• Given exercise
Drop all pictures and repeat exactly the lines from the line holding "Pick out each instance of the woman's shoulder" through the end of the records.
---*---
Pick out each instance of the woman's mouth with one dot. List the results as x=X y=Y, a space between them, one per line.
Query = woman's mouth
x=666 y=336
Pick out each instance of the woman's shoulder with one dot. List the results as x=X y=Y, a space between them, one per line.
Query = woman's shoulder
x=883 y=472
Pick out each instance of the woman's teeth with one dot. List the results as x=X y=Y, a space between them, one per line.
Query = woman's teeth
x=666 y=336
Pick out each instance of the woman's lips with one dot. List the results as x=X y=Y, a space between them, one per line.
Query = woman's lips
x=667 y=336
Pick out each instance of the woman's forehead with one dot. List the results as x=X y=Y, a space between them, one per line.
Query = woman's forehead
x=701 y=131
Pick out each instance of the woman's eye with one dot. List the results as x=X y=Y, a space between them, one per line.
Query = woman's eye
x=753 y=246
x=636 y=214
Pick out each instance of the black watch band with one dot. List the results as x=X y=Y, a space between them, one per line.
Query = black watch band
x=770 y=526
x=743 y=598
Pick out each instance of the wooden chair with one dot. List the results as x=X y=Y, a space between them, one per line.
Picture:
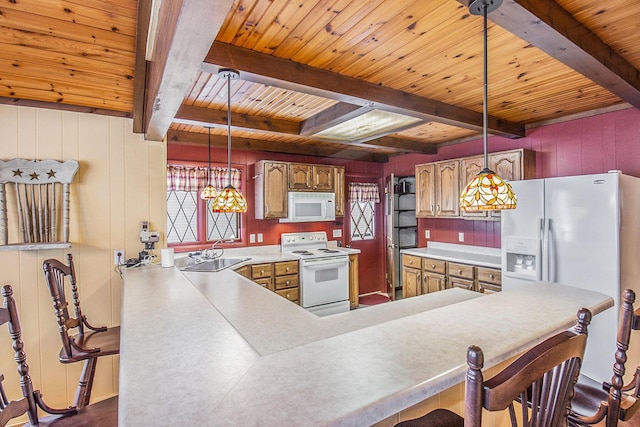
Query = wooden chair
---*---
• Result below
Pick out each instance of the woman's shoulder with one dot. List the results as x=X y=Y, a space between them, one per line.
Query = woman's shoulder
x=883 y=472
Pick out each instance of the woman's teeth with one dot. List the results as x=X y=Y, a space between them, one per line.
Query = woman's teeth
x=666 y=336
Pick out each instance of the woman's lips with one dot. List the results as x=X y=Y, a space between them, one per line.
Query = woman's lips
x=667 y=336
Pick out each instance of the woman's forehead with one dot. List the results as x=X y=Y, a space between them, one per line.
Query = woman's forehead
x=701 y=131
Pick out each instance of the woman's eye with one dot. List the results as x=X y=Y, a space between them, one per line.
Query = woman's eye
x=753 y=246
x=636 y=214
Pick out each instance of the black watch band with one dot. List the results as x=X y=Y, a space between them, one per line.
Query = black watch band
x=770 y=526
x=743 y=598
Pick out each instance of the wooden chair with one dot. List the results as x=X y=Y, a space between them, one per line.
Picture:
Query = wooden chair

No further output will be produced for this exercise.